<<<<

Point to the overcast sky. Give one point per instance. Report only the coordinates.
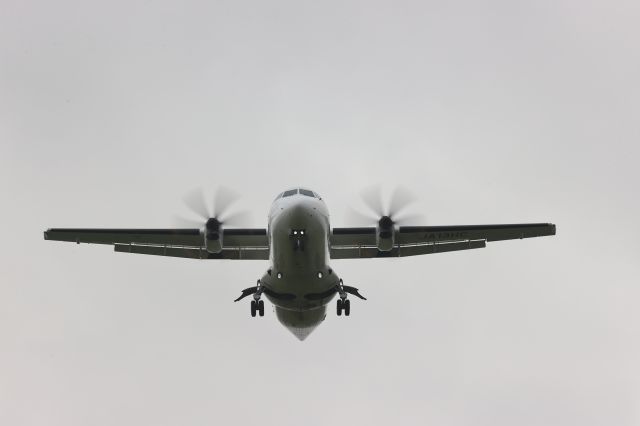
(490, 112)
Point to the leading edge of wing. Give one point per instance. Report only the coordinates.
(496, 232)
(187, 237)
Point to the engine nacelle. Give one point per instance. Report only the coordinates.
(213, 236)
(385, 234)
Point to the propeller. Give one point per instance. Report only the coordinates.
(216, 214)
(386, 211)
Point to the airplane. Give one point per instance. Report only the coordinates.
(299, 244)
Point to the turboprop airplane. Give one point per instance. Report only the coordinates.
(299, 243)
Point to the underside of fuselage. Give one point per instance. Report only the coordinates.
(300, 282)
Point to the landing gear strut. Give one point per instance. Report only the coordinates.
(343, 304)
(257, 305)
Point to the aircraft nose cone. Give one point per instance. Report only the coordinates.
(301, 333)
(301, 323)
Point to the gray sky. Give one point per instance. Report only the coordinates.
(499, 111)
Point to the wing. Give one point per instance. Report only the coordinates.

>>>>
<<<<

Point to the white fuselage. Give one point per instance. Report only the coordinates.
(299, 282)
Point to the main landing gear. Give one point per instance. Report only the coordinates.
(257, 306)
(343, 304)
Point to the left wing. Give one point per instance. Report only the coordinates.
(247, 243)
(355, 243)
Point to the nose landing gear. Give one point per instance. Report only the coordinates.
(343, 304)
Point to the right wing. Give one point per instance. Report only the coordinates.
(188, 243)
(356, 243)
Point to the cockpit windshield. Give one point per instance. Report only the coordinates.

>>>>
<<<<

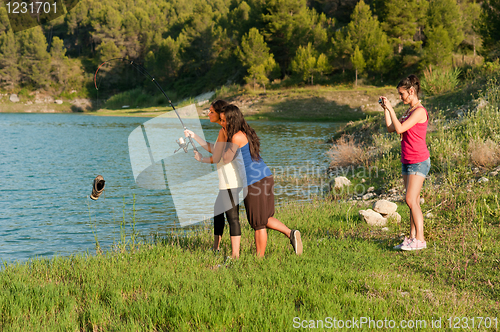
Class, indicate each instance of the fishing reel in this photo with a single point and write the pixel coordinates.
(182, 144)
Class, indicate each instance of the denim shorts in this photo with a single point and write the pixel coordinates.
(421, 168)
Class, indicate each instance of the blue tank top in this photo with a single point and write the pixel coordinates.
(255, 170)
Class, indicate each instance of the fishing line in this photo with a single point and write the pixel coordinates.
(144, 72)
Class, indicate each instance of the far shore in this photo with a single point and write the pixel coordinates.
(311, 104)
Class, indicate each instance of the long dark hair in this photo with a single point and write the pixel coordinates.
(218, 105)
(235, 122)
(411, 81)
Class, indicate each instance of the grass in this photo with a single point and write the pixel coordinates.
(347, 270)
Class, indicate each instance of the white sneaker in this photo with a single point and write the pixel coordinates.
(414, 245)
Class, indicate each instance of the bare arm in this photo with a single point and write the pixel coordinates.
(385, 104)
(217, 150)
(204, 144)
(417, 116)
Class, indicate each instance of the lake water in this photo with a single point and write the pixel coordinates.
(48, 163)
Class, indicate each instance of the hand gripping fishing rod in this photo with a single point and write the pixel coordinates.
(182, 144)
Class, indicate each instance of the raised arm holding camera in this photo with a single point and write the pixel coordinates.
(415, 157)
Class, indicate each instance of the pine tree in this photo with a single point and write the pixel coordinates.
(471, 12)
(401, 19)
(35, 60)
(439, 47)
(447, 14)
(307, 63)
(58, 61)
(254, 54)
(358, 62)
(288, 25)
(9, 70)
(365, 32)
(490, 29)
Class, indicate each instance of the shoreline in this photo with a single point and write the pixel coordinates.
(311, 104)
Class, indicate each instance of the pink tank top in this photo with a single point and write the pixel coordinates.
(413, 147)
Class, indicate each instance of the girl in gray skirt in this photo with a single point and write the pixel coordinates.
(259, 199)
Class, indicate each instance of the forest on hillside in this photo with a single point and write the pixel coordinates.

>>>>

### What to work on
Reproduce only the items from the line containing "Point to the landing" through the line containing "Point to the wing.", both included, keeping the requests unchanged. Multiply every coordinate in the answers by 0.45 and round each result to a whole number, rounding halves up.

### Correct output
Point to the landing gear strut. Give one point per instance. Report only the coordinates.
(154, 137)
(116, 137)
Point to the aircraft nose cone. Give one point per instance. Report only the coordinates.
(135, 150)
(135, 145)
Point to the gray sky. Give one point per instance. Report only the coordinates.
(225, 50)
Point to the wing. Give one point per instance. Report only the coordinates.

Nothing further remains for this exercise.